_GIVEN INSTRUCTION_
Reproduce word for word the part of the forum thread on cooling below, from "I think your" up to and including "and quieter operation.".
[SOURCE PASSAGE start]
I think your GPU has TEMPERATURE CONTROLLED FAN SPEED. So this behaviour is OK. What is happening is that your fan speed is going up in steps. Probably SLOW until 50 degrees, then MEDIUM until 60 degrees, then FAST until 70 degrees, then SCREAM above 70 degrees.

So what happens if you IMPROVE your cooler? Or put new TIM on? Well, it is actually more efficient at cooling now. BUT, the fan speed is on SLOW. So when you read the temps, you get a reading not very different from before. However, when you are using the card in 3D games you might find that it doesnt have to go up to SCREAMING fan any more, just FAST is good enough to cool it. Win-Win. Lower temp and quieter operation.

There are various tools out there that let you monitor GPU fanspeed, temp, etc. even adjust how they work. One of those tools is rivatuner. Another is GPUZ. Look into these and see if they work with your GPU model.


----------



## TDUEnthusiast (Feb 16, 2009)

Well.. Zalman did include a Fan Mate 2 with it, so I use that to control the speed of the fan myself. The lowest speed the fan can go is 2K RPM ( for me, the box states it goes down to 1.6K, but it doesn't ). I put it to the lowest ( 2k RPM ) when I'm just surfing the net, but raise the fan speed to 2.8K - 3.1K RPM.
My casing has got 2 vents on the side for a 80 MM ( top ) and a 120MM ( bottom ). And a 80/90MM vent at the rear. I have a 80MM fan behind exhausting the hot air at 2.5K RPM, and a 80MM Fan at the side exhausting too. I put the side for exhaust cause if i made it intake, it'll increase the temps.


----------



## TDUEnthusiast (Feb 18, 2009)

Sorry for double posting, anyway..... Thanks for helping me, I just reduced the idling temp by 3 degrees by removing the tapes I used to seal up the pci slots at the back. *-*


----------



## HossHuge (Feb 21, 2009)

Your thread inspired me to change my crappy paste for AS5 and try the grain of rice method.  I was afriad of doing it that way but it seems to be working.  I applied it yesterday so I am hoping my temps decrease even further.  I was thinking about going to a PII but I am happy with my speed.

Thanks,

P.S.

With the money you saved me from buying the PII, Ill donate it to a local charity in your name!!


----------



## MohawkAngel (Feb 23, 2009)

Guys I love this tread but when i apply paste i dont only put a center spot. I apply a layer on the entire CPU surface. Just enough but not too much to have it coming on the sides of the processor when i install the heaatsink. In this way even with the stock AMD cooling fan+heat dissipator I never go higher than 38 celcius on my AM2 Brisbane 4600+ 2.4gigs that i overclocked to 3.0 gigs.


----------



## mav2000 (Feb 23, 2009)

So would you use the same method for the copper tube based heatsinks like the Sunbeam core contact or the OCZ vendetta 2? Or would I have to first put in a little paste into the edges of the copper tubes and then a drop on the cpu?
[SOURCE PASSAGE end]
[DATA LISTING start]
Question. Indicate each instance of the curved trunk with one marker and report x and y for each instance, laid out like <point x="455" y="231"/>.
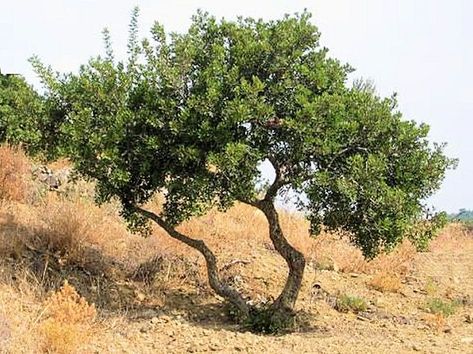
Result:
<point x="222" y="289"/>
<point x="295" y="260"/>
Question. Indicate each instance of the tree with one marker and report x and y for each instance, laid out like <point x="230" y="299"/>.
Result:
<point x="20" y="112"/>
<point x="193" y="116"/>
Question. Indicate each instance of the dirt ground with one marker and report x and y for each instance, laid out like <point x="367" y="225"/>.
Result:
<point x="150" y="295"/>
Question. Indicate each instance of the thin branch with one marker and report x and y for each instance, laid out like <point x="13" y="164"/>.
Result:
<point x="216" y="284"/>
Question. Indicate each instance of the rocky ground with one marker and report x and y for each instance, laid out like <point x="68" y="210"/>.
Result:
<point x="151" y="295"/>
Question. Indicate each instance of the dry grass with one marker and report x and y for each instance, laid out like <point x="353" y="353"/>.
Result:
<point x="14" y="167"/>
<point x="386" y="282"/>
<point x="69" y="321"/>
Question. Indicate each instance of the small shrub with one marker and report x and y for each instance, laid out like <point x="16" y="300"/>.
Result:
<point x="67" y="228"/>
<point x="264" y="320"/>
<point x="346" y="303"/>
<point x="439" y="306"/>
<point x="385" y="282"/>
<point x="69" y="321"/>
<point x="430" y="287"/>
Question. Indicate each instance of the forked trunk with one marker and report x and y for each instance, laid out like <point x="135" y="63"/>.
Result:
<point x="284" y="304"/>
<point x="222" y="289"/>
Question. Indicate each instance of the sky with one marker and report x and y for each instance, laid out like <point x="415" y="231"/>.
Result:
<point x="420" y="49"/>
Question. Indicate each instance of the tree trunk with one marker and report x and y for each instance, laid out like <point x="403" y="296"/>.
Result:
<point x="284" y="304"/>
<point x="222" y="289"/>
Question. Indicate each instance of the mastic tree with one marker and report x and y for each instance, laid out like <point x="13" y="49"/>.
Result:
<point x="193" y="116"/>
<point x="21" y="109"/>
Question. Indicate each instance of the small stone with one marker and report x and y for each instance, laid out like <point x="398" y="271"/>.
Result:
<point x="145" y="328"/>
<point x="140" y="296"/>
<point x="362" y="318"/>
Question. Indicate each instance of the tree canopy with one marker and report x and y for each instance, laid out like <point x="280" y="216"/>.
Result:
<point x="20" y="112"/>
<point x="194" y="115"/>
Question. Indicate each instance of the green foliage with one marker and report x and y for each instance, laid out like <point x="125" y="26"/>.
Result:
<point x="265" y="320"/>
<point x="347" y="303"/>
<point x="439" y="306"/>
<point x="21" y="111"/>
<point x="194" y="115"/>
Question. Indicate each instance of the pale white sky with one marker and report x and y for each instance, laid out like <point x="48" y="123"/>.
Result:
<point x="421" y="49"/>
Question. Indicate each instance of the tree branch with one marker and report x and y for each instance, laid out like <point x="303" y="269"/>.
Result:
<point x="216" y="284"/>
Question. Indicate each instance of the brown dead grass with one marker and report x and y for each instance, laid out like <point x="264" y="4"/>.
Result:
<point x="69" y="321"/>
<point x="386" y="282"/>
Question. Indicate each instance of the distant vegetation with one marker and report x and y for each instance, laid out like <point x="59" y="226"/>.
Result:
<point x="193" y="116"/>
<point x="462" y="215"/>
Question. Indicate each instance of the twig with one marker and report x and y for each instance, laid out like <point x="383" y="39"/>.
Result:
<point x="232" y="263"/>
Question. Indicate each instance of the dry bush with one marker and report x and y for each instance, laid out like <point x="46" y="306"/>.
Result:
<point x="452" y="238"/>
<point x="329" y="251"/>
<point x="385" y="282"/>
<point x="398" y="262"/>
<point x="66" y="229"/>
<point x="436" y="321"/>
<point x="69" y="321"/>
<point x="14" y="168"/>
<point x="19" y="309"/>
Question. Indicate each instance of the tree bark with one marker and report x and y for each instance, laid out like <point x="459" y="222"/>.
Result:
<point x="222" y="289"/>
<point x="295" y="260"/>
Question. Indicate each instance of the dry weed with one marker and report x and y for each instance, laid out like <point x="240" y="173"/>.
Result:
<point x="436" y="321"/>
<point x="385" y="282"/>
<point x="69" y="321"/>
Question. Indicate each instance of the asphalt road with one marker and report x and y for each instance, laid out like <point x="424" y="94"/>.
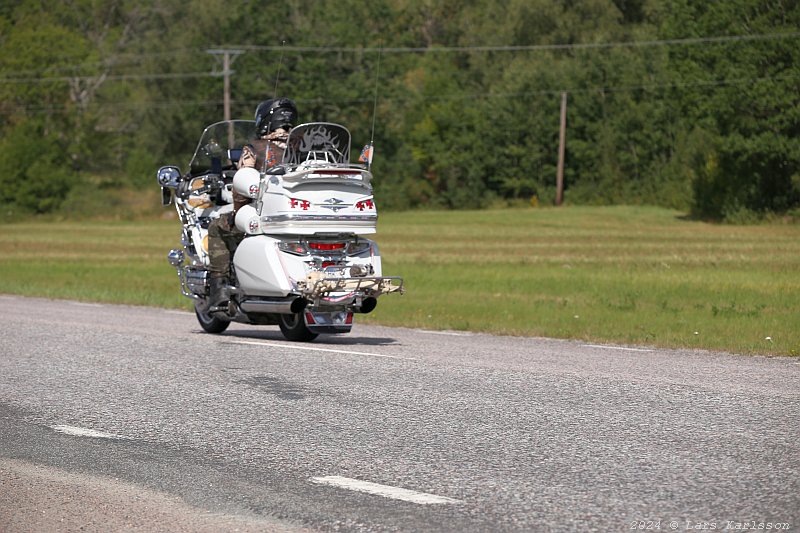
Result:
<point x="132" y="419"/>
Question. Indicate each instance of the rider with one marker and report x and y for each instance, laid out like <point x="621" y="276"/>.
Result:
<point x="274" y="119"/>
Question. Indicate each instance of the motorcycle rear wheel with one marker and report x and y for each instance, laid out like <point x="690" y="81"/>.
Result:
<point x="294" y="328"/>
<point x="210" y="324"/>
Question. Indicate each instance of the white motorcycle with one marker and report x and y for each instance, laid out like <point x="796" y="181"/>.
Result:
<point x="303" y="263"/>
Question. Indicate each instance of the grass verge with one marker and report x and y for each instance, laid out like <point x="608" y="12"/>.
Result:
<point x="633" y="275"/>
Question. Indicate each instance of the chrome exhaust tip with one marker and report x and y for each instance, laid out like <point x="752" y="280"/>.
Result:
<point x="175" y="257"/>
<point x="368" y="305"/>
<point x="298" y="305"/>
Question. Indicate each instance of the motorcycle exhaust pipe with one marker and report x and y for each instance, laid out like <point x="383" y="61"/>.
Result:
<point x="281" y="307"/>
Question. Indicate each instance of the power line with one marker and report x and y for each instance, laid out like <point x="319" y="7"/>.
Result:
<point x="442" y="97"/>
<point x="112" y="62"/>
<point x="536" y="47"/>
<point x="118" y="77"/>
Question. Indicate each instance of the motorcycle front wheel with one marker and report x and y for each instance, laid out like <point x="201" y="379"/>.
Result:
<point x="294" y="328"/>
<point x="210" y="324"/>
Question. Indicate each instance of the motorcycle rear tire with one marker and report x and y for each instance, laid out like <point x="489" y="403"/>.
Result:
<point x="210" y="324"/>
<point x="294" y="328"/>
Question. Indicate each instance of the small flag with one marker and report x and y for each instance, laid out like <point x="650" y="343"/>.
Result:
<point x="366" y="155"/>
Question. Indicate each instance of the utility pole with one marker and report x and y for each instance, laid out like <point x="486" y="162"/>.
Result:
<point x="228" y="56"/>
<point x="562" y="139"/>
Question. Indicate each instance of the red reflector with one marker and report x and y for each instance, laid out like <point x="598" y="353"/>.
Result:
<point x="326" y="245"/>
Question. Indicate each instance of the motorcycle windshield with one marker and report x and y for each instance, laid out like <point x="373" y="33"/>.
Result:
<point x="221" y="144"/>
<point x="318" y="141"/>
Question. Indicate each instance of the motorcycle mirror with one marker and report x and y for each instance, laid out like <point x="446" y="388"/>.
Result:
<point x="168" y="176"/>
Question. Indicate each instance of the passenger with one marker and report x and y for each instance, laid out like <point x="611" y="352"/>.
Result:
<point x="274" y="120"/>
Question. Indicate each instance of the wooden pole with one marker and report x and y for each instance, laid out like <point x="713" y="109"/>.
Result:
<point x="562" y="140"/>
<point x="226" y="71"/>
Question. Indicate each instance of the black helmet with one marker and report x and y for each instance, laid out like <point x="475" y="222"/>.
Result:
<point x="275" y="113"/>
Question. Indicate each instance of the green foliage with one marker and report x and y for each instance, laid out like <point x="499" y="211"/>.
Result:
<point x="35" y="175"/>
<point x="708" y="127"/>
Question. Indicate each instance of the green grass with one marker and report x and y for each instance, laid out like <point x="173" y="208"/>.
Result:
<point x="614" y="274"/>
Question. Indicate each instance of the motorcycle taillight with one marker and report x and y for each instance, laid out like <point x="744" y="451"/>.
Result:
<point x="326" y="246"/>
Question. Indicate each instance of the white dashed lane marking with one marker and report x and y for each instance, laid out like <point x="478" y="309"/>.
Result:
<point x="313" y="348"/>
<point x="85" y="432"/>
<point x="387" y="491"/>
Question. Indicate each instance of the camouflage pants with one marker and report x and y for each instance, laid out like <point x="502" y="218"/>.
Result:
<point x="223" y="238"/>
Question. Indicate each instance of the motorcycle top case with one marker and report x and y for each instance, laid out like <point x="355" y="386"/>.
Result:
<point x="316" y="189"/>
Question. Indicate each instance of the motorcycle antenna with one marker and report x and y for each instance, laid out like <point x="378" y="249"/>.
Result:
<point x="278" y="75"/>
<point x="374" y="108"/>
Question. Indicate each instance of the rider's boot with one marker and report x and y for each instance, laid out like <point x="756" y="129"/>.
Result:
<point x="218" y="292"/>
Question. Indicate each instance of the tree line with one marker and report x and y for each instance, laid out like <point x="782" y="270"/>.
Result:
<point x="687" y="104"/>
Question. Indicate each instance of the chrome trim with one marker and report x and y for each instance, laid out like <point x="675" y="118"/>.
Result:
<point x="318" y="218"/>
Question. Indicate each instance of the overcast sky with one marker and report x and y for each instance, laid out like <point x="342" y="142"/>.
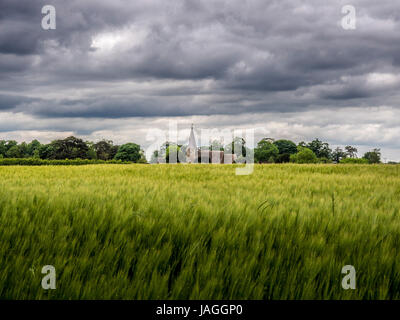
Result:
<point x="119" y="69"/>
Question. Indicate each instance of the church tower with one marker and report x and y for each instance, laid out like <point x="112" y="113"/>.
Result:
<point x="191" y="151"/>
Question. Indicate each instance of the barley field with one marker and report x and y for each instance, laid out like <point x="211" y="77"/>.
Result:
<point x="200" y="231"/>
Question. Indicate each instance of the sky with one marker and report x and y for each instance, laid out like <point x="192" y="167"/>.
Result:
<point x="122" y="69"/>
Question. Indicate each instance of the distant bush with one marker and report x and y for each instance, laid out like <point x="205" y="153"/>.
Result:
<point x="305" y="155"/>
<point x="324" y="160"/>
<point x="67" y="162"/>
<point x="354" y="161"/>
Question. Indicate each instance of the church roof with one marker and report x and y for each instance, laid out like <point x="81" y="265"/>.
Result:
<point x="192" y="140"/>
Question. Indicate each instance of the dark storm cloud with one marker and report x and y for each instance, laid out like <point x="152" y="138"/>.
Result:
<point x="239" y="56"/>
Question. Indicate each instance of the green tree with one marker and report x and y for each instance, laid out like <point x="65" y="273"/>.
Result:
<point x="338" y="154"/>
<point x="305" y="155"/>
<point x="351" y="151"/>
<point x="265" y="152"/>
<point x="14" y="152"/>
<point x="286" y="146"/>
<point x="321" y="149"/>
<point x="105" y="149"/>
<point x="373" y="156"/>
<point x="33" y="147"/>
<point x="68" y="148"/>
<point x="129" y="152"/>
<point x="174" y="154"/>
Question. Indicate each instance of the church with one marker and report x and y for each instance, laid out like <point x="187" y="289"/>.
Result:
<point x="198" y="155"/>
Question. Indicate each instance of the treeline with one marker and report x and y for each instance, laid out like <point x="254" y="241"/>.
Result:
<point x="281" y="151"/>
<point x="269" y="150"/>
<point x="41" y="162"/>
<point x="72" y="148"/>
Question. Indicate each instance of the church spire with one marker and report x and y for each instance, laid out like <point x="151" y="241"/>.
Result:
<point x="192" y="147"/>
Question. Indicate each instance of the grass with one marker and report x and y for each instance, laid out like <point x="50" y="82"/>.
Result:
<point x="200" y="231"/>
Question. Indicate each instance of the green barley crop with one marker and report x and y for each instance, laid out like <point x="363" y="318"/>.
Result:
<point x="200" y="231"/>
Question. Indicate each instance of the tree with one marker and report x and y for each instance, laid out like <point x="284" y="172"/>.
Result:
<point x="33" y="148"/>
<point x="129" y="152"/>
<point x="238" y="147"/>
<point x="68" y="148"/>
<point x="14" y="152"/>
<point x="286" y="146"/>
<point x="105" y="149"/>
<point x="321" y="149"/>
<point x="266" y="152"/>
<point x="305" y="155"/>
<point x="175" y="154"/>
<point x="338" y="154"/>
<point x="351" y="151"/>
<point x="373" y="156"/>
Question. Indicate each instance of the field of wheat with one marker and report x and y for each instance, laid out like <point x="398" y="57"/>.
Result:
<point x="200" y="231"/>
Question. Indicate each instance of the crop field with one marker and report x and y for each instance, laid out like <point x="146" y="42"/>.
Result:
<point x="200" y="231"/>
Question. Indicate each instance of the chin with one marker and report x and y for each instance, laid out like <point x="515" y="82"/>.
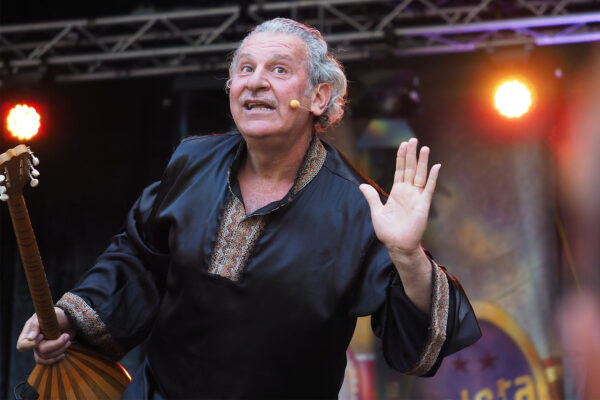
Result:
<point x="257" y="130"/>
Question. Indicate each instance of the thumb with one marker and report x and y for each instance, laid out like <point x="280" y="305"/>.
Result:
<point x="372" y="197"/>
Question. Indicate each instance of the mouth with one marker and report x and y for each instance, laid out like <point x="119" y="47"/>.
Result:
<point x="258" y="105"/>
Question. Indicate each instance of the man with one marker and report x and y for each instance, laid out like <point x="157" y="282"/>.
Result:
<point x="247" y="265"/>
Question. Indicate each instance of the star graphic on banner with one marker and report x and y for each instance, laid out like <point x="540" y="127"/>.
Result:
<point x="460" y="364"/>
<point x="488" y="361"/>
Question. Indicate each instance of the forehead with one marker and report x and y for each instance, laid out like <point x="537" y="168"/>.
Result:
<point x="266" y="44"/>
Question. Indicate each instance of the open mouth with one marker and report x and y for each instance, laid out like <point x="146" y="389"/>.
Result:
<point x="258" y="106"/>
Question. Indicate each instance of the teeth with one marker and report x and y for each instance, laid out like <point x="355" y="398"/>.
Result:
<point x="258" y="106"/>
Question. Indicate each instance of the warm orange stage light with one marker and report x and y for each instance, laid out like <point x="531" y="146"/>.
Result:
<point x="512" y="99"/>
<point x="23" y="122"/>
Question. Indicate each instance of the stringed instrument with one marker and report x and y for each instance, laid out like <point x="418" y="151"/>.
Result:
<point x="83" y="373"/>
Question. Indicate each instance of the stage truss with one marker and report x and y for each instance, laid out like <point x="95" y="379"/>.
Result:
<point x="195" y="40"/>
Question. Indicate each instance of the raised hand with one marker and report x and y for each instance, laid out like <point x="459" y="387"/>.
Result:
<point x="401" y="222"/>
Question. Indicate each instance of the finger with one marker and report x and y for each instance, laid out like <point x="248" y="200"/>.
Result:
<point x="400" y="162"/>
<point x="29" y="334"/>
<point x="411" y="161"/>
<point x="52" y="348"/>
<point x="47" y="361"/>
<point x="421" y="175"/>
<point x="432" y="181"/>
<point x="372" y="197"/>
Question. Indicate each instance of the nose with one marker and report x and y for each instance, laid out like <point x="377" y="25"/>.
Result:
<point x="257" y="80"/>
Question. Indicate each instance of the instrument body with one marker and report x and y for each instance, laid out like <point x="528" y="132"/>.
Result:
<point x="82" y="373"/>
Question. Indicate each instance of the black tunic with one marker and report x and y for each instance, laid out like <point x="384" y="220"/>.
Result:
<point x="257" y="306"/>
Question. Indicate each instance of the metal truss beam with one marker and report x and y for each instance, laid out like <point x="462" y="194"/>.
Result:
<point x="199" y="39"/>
[DATA LISTING end]
_COMPLETED EXERCISE_
I think your GPU has TEMPERATURE CONTROLLED FAN SPEED. So this behaviour is OK. What is happening is that your fan speed is going up in steps. Probably SLOW until 50 degrees, then MEDIUM until 60 degrees, then FAST until 70 degrees, then SCREAM above 70 degrees.

So what happens if you IMPROVE your cooler? Or put new TIM on? Well, it is actually more efficient at cooling now. BUT, the fan speed is on SLOW. So when you read the temps, you get a reading not very different from before. However, when you are using the card in 3D games you might find that it doesnt have to go up to SCREAMING fan any more, just FAST is good enough to cool it. Win-Win. Lower temp and quieter operation.